++++ Provided passage
Donovan noted that Colorado last month chartered what may be the first weed-oriented credit union, The Fourth Corner Cre​dit Union, which is now awaiting a Federal Reserve master account number and is set to open its doors soon.

Already, there are signs that the federal government is softening its stance toward state legalization laws. The 2013 Cole M​emo, which lays out the Justice Department's guidance toward the legal pot industry, discourages the department from going after legitimate marijuana operations. And interestingly, an IRS advisory counsel recently recommen​ded stating that tax professionals who work for marijuana businesses that are legal under state law not be charged with unethical conduct under federal law. "With over 20 states allowing medical marijuana and now states beginning to legalize Recreational Marijuana, this industry needs qualified, ethical professionals to help them fulfill their income tax obligations," the opinion says.
++++++++
**Study questions**
1. Output the passage on the legal marijuana industry from "Donovan noted that" to "its doors soon.", unchanged.
2. In the passage on the legal marijuana industry, what is the name of the credit union Colorado chartered last month?
3. Resume the passage on the legal marijuana industry after its last sentence.
++++ Supplied material
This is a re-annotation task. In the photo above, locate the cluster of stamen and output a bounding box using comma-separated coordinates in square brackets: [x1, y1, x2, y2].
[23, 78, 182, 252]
++++++++
**Answers by item**
1.
Donovan noted that Colorado last month chartered what may be the first weed-oriented credit union, The Fourth Corner Cre​dit Union, which is now awaiting a Federal Reserve master account number and is set to open its doors soon.

2. The Fourth Corner Credit Union.

3.
But the language of the Cole memo, as well as a related Treasury Depar​tment memo, leaves the door open for the feds to go after weed purveyors and users. To make matters more confusing, the omnibus spending bill—the same one that includes the Rohrabacher amendment—also includes a p​rovision to block Washington, DC from implementing its own legalization law.

Needless to say, the mixed messages have left everyone a little paranoid.

"The baloney is sliced very thin," said legalization opponent Josh Marquis, the district attorney of Clatsop County, Oregon. Since the memos make it clear the feds make no promises regarding marijuana laws, he added, "it's possible that even with a future Clinton presidency you could get a different response and with a Republican you could get a radically different one."